Initially, the age range for Rover Scout membership was not precisely specified. In 1921 the Conference of Rover Scouts stated that 'A Rover Scout is usually a Senior Scout aged 17 years and over'. In 1956 the upper age range was fixed at 24.

Original programme and badges 
In the 1920s, the progress badges of Rover Scouts (then known as "special proficiency badges") were not too different from the Scout section - Rover Scouts wore a First Class badge and the King's Scout badge that had red trim, together with their proficiency badges. In addition, they were qualified to achieve and wear the Rambler Badge (metal version) on the left epaulette and the Rover Instructor badge.

In the 1930s, the number of badges were greatly reduced- no more First Class badge, King's Scout badge or proficiency badges. A Rover was only entitled to wear only two badges - the Rambler and the Rover Instructor. After World War II, even the Rover Instructor was not issued for a brief period. The situation improved after 1948 when the "Plan for Rover Scouts" introduced the "Progress Badge", initially a lanyard worn on the right shirt pocket, but later changed to a cloth emblem to be worn on the right epaulette.

In a bid to rescue the flagging Rovering section, The Scout Association introduced a new organisation and training scheme in 1956, where new badges were launched to attract new members. Queen's Scouts were entitled to wear a miniature replica on their left sleeves (or the Airman's badge/Seaman's badge or Bushman's Thong under the right epaulette, but not together with the Queen's Scout badge replica) before they qualified for the highest award in the Rover section - the Baden-Powell Award (a special epaulette worn on the left shoulder).

Present day 
All of the badges are now historic in The Scout Association, with the exception of the Queen's Scout Award, following their discontinuation of the Rover Scout programme.

+-------+

* REQUIRED TASKS:
1. Reproduce verbatim the part of the Rover Scout passage that begins at the words "In a bid to" and stops after "Rover Scout programme.".
2. Continue the passage on Rover Scout badges from the point at which it ends.

+-------+

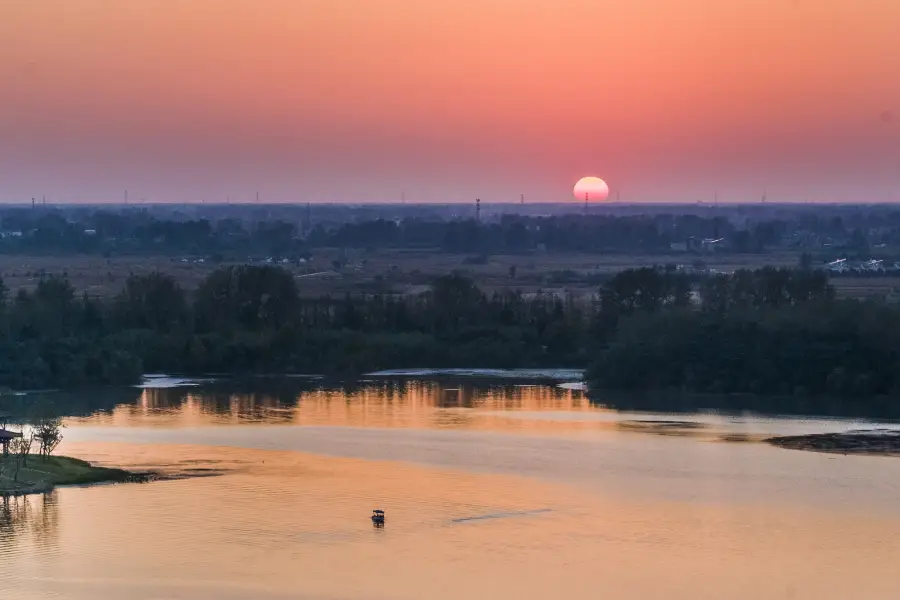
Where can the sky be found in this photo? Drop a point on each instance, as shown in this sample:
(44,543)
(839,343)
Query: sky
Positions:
(449,100)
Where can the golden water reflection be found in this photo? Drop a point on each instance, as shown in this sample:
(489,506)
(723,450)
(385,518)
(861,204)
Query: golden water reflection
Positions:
(293,525)
(410,404)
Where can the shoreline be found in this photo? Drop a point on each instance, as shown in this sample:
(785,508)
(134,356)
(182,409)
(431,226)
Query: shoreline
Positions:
(43,474)
(873,442)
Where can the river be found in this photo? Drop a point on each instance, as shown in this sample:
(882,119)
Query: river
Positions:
(492,490)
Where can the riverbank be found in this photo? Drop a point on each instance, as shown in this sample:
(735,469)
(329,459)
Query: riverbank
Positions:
(42,474)
(882,442)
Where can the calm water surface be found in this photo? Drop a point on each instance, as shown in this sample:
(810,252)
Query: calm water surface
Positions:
(512,491)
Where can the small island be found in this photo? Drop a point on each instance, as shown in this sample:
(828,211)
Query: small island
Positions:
(28,466)
(879,442)
(41,474)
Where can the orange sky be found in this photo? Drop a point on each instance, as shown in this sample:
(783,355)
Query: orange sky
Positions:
(358,100)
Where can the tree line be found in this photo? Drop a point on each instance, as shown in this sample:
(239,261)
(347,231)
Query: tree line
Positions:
(768,331)
(252,319)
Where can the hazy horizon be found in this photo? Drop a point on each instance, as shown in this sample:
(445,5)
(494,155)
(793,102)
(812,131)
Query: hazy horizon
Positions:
(367,100)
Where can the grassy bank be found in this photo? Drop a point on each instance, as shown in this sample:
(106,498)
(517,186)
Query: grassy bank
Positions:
(42,474)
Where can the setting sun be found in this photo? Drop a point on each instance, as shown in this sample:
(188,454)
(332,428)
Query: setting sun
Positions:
(592,187)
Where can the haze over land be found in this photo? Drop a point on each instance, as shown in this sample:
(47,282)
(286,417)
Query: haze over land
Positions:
(361,100)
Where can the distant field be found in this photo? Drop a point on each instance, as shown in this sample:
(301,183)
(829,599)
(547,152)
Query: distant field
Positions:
(401,272)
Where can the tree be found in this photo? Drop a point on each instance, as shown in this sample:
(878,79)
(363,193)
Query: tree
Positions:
(47,428)
(153,301)
(19,449)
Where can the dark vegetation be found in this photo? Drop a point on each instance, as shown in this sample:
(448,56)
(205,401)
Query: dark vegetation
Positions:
(251,319)
(768,332)
(882,442)
(42,473)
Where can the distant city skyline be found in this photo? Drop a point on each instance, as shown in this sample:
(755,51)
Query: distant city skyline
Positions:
(432,101)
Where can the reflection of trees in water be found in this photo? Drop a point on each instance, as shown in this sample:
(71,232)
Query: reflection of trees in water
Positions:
(775,405)
(284,400)
(37,516)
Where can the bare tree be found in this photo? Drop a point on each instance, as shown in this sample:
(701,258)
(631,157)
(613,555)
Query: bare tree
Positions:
(49,434)
(47,429)
(20,448)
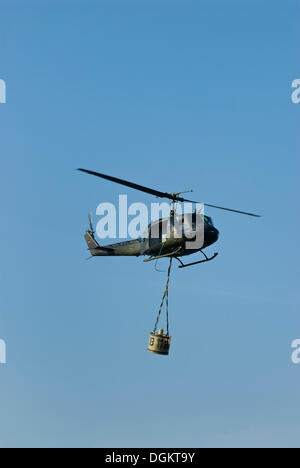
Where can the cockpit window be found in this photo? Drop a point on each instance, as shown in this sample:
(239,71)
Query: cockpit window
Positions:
(209,221)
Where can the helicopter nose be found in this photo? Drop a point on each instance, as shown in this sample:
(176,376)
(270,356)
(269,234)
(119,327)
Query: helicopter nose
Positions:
(215,234)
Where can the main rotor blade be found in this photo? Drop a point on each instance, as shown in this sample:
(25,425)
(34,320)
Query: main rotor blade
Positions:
(157,193)
(233,211)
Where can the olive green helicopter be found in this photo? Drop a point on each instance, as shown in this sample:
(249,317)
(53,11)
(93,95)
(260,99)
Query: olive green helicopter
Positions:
(165,238)
(158,246)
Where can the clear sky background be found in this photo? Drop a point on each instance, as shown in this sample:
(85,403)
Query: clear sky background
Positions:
(173,95)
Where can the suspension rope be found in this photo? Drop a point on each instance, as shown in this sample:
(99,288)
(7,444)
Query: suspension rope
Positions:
(165,296)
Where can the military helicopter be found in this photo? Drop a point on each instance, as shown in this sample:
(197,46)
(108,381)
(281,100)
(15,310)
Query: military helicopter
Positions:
(160,246)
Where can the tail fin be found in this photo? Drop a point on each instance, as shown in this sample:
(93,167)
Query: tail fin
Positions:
(91,242)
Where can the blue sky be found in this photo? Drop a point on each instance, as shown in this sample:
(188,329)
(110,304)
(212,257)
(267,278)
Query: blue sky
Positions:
(173,95)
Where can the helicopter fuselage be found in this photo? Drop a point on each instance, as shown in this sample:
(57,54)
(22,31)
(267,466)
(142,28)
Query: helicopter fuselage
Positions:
(156,246)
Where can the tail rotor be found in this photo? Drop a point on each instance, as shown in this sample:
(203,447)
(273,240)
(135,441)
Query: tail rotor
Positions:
(91,225)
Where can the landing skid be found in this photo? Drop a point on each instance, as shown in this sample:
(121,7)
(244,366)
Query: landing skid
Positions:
(207,259)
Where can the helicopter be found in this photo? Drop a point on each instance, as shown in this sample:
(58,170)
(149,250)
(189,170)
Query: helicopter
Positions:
(160,246)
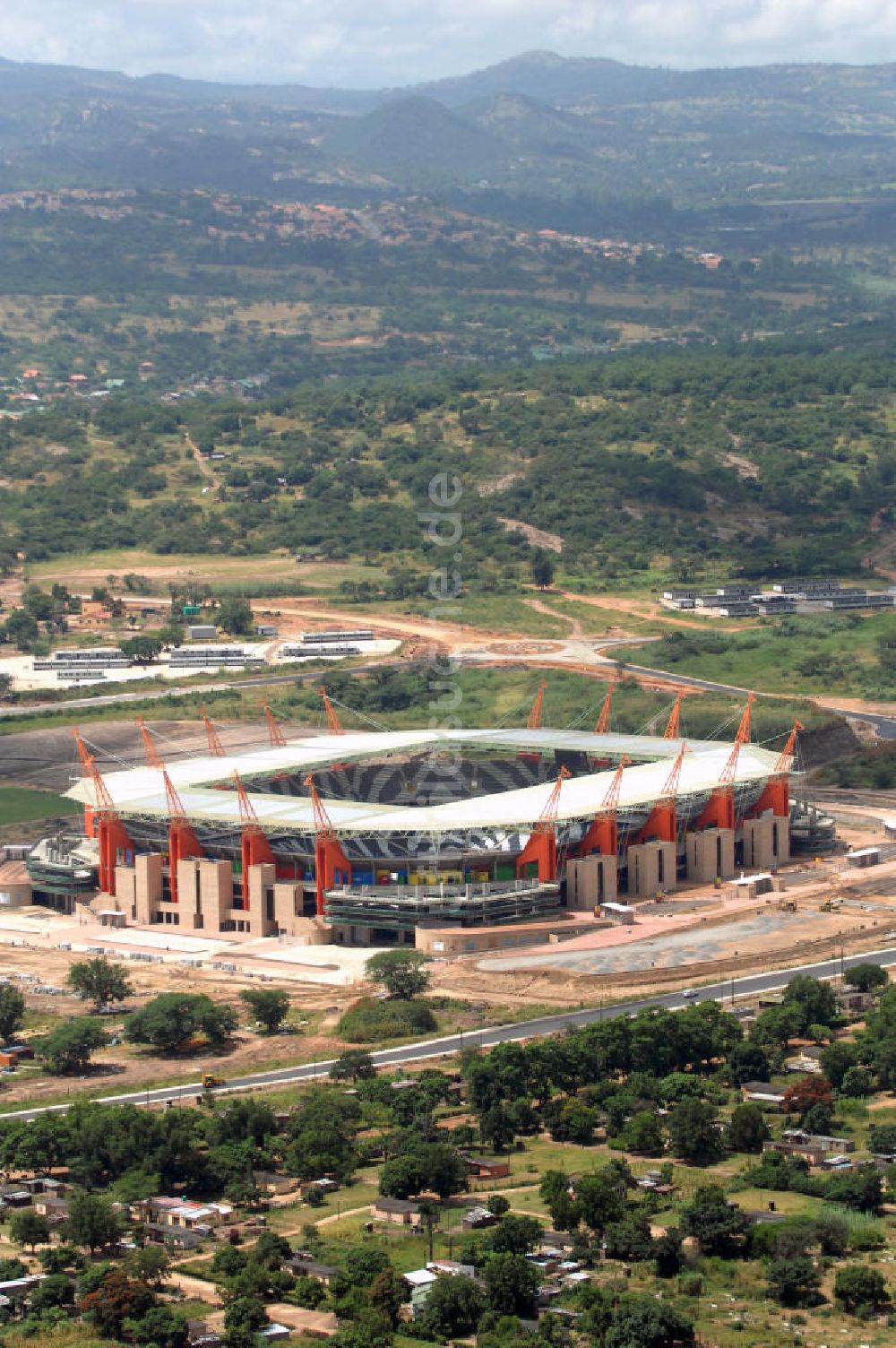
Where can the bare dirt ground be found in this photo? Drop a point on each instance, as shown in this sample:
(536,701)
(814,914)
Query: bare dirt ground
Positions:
(48,758)
(127,1067)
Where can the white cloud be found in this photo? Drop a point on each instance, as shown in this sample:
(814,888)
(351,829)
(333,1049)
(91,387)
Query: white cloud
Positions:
(379,42)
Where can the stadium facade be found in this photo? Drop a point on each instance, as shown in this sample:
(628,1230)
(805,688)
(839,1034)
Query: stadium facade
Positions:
(395,837)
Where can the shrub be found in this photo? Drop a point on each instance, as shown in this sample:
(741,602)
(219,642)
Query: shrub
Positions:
(369,1021)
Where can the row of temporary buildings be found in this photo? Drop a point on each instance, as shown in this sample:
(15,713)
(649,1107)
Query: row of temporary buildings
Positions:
(744,598)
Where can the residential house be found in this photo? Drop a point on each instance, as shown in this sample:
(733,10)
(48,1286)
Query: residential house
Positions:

+-------+

* WRITTEN ANSWERS:
1.
In a bid to rescue the flagging Rovering section, The Scout Association introduced a new organisation and training scheme in 1956, where new badges were launched to attract new members. Queen's Scouts were entitled to wear a miniature replica on their left sleeves (or the Airman's badge/Seaman's badge or Bushman's Thong under the right epaulette, but not together with the Queen's Scout badge replica) before they qualified for the highest award in the Rover section - the Baden-Powell Award (a special epaulette worn on the left shoulder).

Present day 
All of the badges are now historic in The Scout Association, with the exception of the Queen's Scout Award, following their discontinuation of the Rover Scout programme.

2.
In 2003 The Scout Association introduced the Scout Network, aimed at a similar age range (18 to 25) to the former Rover Scouts.

Baden-Powell Scouts' Association 

The Baden-Powell Scouts' Association instituted a Rover programme upon its founding in 1970.  Rovering remains one of the five Scout sections in their association, open to all adults over the age of 18.

United States

Boy Scouts of America 

In the United States, a Rovering program was introduced by the Boy Scouts of America (BSA) in 1935, as part of a group of a “Senior Scout” division for boys 15 and older.  The program was consolidated into "Explorer Scouts" in 1949, with a top age of 21 established in 1971. This program was redesigned as the Venturing program in the 1990s and is open to ages 14 through 20. The BSA does not sanction an adult Scouting program.

Baden-Powell Service Association 

One group maintaining a Rovering legacy in the United States is the Baden-Powell Service Association. It is open to all Scouts eighteen years of age and over, and has no upper age limit.  The BPSA was originally founded as a Rovering program before branching out into youth Scouting.

See also

 Ranger (Girl Guide)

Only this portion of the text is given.